> **Input records**:
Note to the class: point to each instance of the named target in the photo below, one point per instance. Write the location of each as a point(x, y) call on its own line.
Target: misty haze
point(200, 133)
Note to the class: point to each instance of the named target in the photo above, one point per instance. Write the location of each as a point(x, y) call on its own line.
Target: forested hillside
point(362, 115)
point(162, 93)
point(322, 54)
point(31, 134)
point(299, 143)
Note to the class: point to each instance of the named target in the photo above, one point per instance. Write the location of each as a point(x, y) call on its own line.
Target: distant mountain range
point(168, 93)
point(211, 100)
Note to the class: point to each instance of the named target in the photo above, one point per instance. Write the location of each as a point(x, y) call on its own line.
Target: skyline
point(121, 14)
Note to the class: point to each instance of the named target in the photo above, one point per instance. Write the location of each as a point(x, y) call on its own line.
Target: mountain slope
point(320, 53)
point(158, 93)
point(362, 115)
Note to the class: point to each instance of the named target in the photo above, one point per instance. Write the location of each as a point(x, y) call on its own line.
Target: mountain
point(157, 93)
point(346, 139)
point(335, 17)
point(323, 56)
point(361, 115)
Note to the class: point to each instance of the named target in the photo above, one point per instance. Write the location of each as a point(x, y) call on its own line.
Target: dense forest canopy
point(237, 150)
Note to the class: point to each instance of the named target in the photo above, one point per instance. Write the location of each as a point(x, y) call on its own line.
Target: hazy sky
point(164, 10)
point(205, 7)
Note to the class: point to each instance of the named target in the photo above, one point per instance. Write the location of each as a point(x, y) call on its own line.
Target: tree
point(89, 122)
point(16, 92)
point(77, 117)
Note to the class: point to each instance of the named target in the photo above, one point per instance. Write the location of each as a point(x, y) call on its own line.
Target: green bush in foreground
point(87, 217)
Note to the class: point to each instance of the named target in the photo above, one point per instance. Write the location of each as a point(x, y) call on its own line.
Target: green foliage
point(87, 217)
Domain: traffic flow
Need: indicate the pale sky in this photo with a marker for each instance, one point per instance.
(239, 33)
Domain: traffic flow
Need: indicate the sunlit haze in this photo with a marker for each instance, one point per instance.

> **Short exercise**:
The records above must be repeated exactly, every one of them.

> **Expected answer**:
Note to the class: point to each instance of the named target in the photo below, one point per instance. Write the location of each as a point(x, y) call on its own line.
Target: misty haze
point(200, 133)
Note to the class: point to each instance of the named target in the photo above, one point per instance. Write the location of each as a point(x, y) call on its own line.
Target: forested hillside
point(362, 115)
point(162, 93)
point(322, 54)
point(31, 134)
point(299, 143)
Note to the class: point to each instance of the named target in the photo above, one point per instance. Write the location of each as a point(x, y) call on its own line.
Target: distant mountain range
point(168, 93)
point(211, 100)
Note to the class: point to each instance of the named target in the photo above, one point per instance. Write the location of each as a point(x, y) call on its own line.
Target: skyline
point(121, 14)
Note to the class: point to each instance of the named target in the photo above, one point per instance. Write the location of each as a point(x, y) call on its own line.
Target: mountain slope
point(320, 53)
point(158, 93)
point(362, 115)
Note to the class: point to each instance of the named target in the photo above, one point per instance. Write the location of each as a point(x, y) call on its own line.
Target: mountain
point(157, 93)
point(346, 139)
point(335, 17)
point(323, 56)
point(361, 115)
Note to the class: point to each instance of the named target in the photo above, one point per instance. Write the location of each as a point(x, y) call on its own line.
Target: dense forest canopy
point(237, 150)
Note to the class: point to each instance of the named target in the photo above, one point per instance. Write the location of each as a point(x, y) call on its own line.
Target: hazy sky
point(164, 10)
point(205, 7)
Note to the class: point to each instance of the named target in the photo above, one point per instance. Write the location of each as a point(x, y) call on its own line.
Target: tree
point(89, 122)
point(16, 92)
point(77, 117)
Note to the class: point to each instance of the named target in the photo above, one point per instance. Write the location of each as a point(x, y) call on its own line.
Target: green bush in foreground
point(87, 217)
Note to the class: point to each instance of the named target in the photo above, one point per instance. Write the location of each as a point(x, y) call on its own line.
Target: green foliage
point(87, 217)
Domain: traffic flow
Need: indicate the pale sky in this photo with a marker for each instance, one point per instance.
(239, 33)
Domain: traffic flow
Need: indicate the sunlit haze in this photo with a marker for each instance, one point per instance.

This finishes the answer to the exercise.